• _Texto mostrado_:

Hace muchos años compré un pesebre, sin darme cuenta, con cuatro Reyes Magos. Fue el hazme reír de la familia y lejos de sentirlo un engendro le tomé tanto cariño, que jamás quise deshacerme de él. Eso te pasa por comprar chucherías en el Barrio Chino , dijo mi marido, quién sostuvo todos estos años que el cuarto integrante de la nobleza bíblica era de los pagos de Lao Tsé. Las visitas llegaron a compararlos con los Mosqueteros de Dumas, los Beatles y con los Cuatro Fantásticos. Mi suegro los consideró una broma de mal gusto, casi una herejía. No obstante, en mi interior anidé la idea que todo misterio existe para ser revelado y que, algún día, tarde o temprano, eso sucedería.
Ayer, víspera de Reyes, cerca de las cinco de la tarde recibí el saludo de una amiga que conoce esta historia y el afán que me acecha por dilucidar el enigma. Sin merodeos, para mi sorpresa, el título del mensaje era Artabán, el cuarto Rey Mago. Era un cuento bellamente escrito por Henry van Dyke en el año 1895, atesorado por los círculos antroposóficos ( los creadores de la Pedagogía Waldorf, de la Terapia Artística, del Cantoterapia y de tantas disciplinas derivadas de la Ciencia Espiritual fundada por Rudolf Steiner a fines del siglo XIX ). Espero poder resumir el cuento sin destrozarlo demasiado.

• _Datos proporcionados_:
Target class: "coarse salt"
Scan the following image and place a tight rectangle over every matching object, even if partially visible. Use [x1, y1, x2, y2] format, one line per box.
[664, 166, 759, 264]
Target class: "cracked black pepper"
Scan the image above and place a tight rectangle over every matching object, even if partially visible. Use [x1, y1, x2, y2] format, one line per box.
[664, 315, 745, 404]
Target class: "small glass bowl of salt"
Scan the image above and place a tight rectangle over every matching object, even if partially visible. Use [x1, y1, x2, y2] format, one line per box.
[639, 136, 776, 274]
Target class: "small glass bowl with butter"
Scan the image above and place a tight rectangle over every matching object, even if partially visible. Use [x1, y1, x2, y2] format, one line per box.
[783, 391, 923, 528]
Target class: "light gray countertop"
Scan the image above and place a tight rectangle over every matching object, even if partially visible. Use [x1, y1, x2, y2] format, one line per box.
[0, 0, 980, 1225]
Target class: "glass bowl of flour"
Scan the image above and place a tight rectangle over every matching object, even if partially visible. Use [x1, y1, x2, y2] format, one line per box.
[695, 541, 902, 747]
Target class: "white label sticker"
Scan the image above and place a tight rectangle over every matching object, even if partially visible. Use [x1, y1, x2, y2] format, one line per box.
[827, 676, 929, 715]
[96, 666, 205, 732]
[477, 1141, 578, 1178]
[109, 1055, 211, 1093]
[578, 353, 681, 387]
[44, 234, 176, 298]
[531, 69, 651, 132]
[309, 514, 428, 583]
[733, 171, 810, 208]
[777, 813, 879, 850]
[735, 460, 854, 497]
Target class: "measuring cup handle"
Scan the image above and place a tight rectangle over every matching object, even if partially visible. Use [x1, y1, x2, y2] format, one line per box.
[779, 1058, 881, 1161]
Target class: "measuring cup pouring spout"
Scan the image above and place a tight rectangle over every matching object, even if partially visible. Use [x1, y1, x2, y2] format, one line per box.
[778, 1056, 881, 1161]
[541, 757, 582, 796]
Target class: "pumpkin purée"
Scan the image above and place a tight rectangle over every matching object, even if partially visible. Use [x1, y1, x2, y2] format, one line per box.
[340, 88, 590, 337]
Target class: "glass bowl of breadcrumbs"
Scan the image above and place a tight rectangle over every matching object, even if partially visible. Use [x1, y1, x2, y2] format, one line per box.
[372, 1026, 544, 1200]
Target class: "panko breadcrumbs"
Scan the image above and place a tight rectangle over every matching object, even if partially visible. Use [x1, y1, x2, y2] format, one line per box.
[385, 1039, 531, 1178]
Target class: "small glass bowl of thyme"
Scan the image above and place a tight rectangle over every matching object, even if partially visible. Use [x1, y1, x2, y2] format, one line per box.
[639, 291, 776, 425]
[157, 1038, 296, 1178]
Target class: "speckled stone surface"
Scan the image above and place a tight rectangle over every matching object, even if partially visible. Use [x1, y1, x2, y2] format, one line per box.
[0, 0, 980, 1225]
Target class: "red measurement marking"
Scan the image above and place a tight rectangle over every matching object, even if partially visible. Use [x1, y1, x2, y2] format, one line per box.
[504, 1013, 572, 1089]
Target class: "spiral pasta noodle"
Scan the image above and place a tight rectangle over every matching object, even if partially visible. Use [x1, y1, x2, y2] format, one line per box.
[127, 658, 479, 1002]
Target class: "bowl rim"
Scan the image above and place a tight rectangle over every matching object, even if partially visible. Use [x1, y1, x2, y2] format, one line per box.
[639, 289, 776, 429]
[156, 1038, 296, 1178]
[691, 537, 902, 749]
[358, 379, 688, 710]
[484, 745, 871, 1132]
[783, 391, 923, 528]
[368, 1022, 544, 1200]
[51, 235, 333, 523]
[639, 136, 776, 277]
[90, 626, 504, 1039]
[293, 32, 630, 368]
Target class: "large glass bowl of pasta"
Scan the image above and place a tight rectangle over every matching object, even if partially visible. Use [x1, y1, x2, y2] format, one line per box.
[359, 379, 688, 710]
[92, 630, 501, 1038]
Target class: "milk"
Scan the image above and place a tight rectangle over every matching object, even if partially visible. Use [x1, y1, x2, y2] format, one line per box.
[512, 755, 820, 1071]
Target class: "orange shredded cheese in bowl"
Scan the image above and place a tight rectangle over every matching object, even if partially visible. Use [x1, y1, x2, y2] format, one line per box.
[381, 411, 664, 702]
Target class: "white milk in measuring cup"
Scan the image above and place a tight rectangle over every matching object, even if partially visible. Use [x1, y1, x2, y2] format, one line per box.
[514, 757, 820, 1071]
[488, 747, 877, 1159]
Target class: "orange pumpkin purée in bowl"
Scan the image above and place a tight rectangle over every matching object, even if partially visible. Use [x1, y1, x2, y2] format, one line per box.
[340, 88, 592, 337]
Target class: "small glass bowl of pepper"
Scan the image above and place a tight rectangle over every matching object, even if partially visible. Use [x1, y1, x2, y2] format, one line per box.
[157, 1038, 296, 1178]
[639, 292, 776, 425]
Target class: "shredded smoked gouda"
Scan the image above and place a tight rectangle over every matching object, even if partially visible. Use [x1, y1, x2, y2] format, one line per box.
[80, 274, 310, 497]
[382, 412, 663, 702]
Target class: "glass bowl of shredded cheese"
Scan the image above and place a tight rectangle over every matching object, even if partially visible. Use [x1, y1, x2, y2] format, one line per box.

• _Comprueba tu comprensión_:
1. Según el texto mostrado, ¿por qué nunca hubo intención de deshacerse del pesebre con cuatro Reyes Magos? Responde en una a tres oraciones.
2. De acuerdo con el texto mostrado, ¿en qué año escribió Henry van Dyke el cuento sobre Artabán?
3. Transcribe del texto mostrado el fragmento que comienza en "Hace muchos años" y termina en "temprano, eso sucedería.".

• _Respuestas esperadas_:
1. Porque, lejos de verlo como un engendro, se le tomó tanto cariño que jamás se quiso deshacer de él.

2. En el año 1895.

3.
Hace muchos años compré un pesebre, sin darme cuenta, con cuatro Reyes Magos. Fue el hazme reír de la familia y lejos de sentirlo un engendro le tomé tanto cariño, que jamás quise deshacerme de él. Eso te pasa por comprar chucherías en el Barrio Chino , dijo mi marido, quién sostuvo todos estos años que el cuarto integrante de la nobleza bíblica era de los pagos de Lao Tsé. Las visitas llegaron a compararlos con los Mosqueteros de Dumas, los Beatles y con los Cuatro Fantásticos. Mi suegro los consideró una broma de mal gusto, casi una herejía. No obstante, en mi interior anidé la idea que todo misterio existe para ser revelado y que, algún día, tarde o temprano, eso sucedería.